Text passage:
◇ ◇ ◇

Marimo 위젯은 조건부로 정의하면 반응성 깨짐.

원본 파일 보기 (.claude/projects/-home-son-prj-thesis/memory/marimo_gotchas.md)

---
name: Marimo cell-generation gotchas (papergen specific)
description: Subtle marimo behaviors that have bitten papergen template generation - record so future iterations don't re-hit them
type: project
originSessionId: a80e3f6f-bf8c-4ef5-93e8-e5c44239beaa
---
When generating marimo `.py` notebooks programmatically (papergen template), these traps have come up repeatedly:

1. **No early `return` inside cell body**. Marimo strips the `def _(...):` wrapper before exec'ing the cell, so `return` becomes a top-level statement and raises `SyntaxError: 'return' outside function`. Use `if/else` to assign `_view = ...` and put bare `_view` as the last expression instead.

◇ ◇ ◇

Source data:

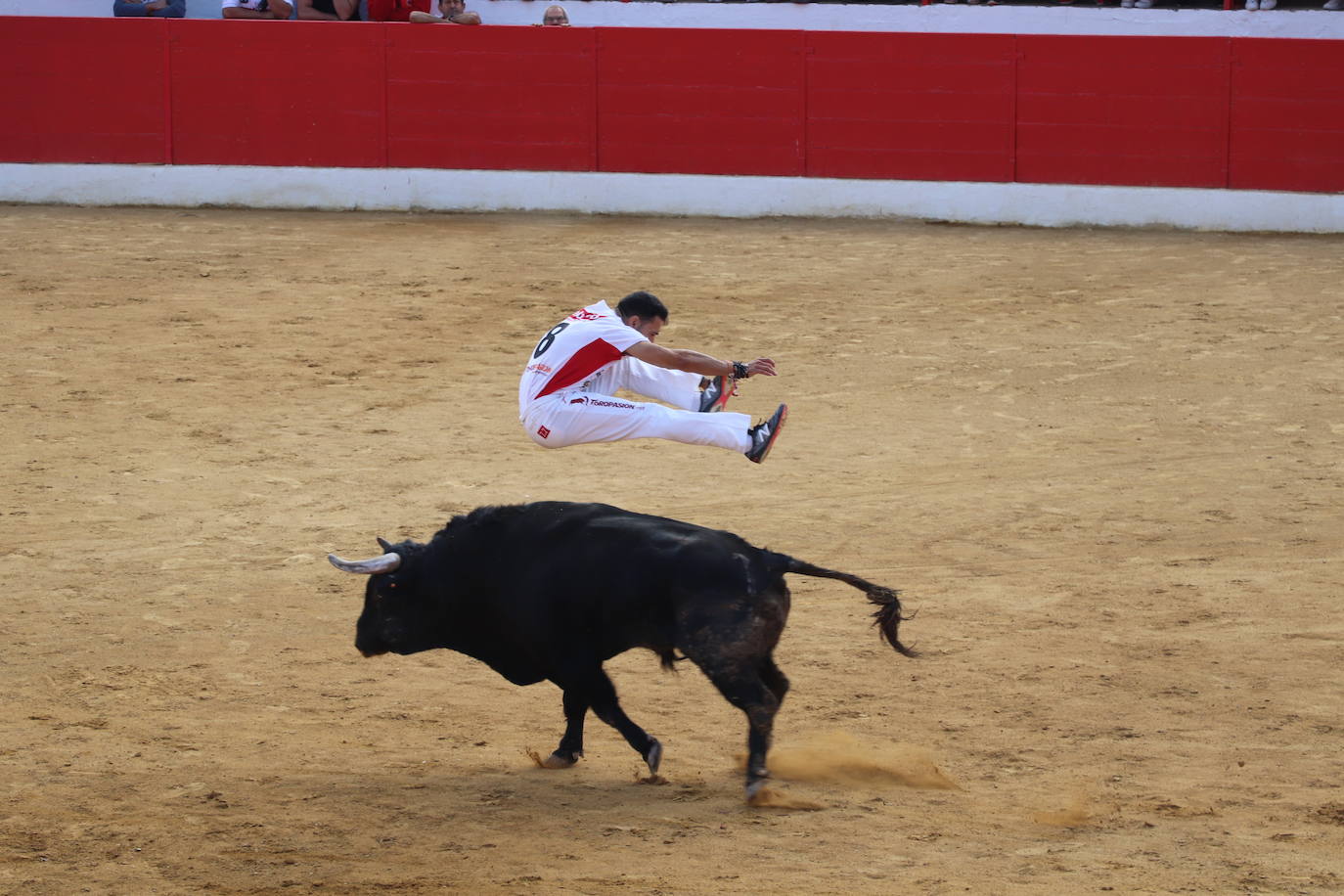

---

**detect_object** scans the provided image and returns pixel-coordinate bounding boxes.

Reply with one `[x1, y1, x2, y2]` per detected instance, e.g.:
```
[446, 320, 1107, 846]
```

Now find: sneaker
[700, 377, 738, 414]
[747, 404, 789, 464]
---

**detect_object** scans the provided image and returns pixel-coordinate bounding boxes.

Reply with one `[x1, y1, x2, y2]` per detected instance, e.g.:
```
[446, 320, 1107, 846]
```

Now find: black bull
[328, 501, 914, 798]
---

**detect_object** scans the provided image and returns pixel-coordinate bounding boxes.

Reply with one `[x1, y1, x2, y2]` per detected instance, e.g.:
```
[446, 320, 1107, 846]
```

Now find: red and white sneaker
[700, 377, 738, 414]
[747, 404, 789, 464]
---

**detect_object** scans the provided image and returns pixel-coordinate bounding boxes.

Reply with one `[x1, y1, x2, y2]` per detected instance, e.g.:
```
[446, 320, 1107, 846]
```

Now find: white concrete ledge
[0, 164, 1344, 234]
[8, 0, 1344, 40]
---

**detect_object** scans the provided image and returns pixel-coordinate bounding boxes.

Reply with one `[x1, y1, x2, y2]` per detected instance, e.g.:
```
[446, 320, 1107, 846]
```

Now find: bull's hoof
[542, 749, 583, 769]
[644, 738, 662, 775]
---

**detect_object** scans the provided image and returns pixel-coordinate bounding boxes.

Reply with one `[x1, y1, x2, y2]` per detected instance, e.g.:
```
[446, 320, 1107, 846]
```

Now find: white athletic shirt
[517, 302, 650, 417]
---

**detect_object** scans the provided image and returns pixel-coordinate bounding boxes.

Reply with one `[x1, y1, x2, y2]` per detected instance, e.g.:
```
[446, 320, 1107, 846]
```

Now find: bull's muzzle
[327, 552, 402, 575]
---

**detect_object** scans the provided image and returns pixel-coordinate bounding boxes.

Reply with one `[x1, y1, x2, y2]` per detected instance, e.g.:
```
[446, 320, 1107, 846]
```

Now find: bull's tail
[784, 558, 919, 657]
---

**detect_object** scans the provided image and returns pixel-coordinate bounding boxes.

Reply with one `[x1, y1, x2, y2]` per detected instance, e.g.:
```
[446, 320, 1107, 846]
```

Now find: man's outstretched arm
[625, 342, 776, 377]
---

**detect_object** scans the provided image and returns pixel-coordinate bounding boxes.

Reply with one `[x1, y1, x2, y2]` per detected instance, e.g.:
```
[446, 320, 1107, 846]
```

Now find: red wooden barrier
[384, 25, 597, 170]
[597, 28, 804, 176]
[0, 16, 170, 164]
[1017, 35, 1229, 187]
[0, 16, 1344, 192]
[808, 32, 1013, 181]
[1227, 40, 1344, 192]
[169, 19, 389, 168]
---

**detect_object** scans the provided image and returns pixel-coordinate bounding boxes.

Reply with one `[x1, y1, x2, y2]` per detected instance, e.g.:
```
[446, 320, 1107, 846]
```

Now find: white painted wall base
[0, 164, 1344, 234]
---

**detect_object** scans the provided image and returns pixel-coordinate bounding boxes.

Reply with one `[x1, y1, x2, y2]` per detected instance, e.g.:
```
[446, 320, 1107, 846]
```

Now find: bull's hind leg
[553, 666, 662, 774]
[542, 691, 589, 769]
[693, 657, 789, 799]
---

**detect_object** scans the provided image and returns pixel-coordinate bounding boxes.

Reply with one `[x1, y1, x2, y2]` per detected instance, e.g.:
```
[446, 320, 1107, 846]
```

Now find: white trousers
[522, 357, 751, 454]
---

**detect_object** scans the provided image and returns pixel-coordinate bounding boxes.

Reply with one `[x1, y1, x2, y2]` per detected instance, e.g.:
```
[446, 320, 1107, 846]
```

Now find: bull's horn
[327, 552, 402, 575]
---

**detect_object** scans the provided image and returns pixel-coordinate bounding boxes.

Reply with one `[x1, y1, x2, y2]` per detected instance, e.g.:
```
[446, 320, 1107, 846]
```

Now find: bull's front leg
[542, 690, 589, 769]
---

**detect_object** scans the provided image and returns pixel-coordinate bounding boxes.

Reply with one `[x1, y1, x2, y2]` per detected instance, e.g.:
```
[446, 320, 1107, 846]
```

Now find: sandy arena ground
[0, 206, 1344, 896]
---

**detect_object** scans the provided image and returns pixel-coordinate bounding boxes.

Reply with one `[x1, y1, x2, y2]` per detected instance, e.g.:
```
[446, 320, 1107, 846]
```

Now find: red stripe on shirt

◇ ◇ ◇

Work item A:
Do these statements agree with the marimo notes? Answer yes or no for each, quoting the deciding words.
(i) Marimo removes the function wrapper before it executes a cell.
(ii) An early `return` in a cell body raises a `NameError`.
(iii) The suggested fix ends the cell with a bare `_view`.
Work item B:
Which field names appear in the metadata block between the `---` lines of the marimo notes?
Work item C:
Can you resume the marimo notes from where they stop, adding the next numbered trap in the same format?
The data has no role in any of this.

Expected answer A:
(i) Yes: "Marimo strips the `def _(...):` wrapper before exec'ing the cell"
(ii) No: "raises `SyntaxError: 'return' outside function`"
(iii) Yes: "put bare `_view` as the last expression instead"

Expected answer B:
name, description, type, originSessionId

Expected answer C:
2. **`@mo.state` is NOT a decorator**. It is a function `mo.state(initial) -> (getter, setter)`. LLMs *love* to write `@mo.state\ndef cached_load(): ...` for caching. We had to add an explicit prompt rule against this. For caching inside cell bodies, use `from functools import cache; @cache`.

3. **Triple-quoted strings inside LLM-generated viz code break our indenter**. We add 4-space prefix per line to wrap code in `def _run(...):`; that prefix lands inside `"""..."""` string content too, corrupting markdown output. Forbidden in prompt.

4. **Headless chromium (snap) can't establish WebSocket** to marimo on this LAN due to AppArmor. The page just shows the pink loading gradient. WS works fine for a Python `websockets` client and for any real browser. Don't trust headless screenshots — verify cells via WS probe (count cell-ops by mimetype, look for `marimo-error` channel).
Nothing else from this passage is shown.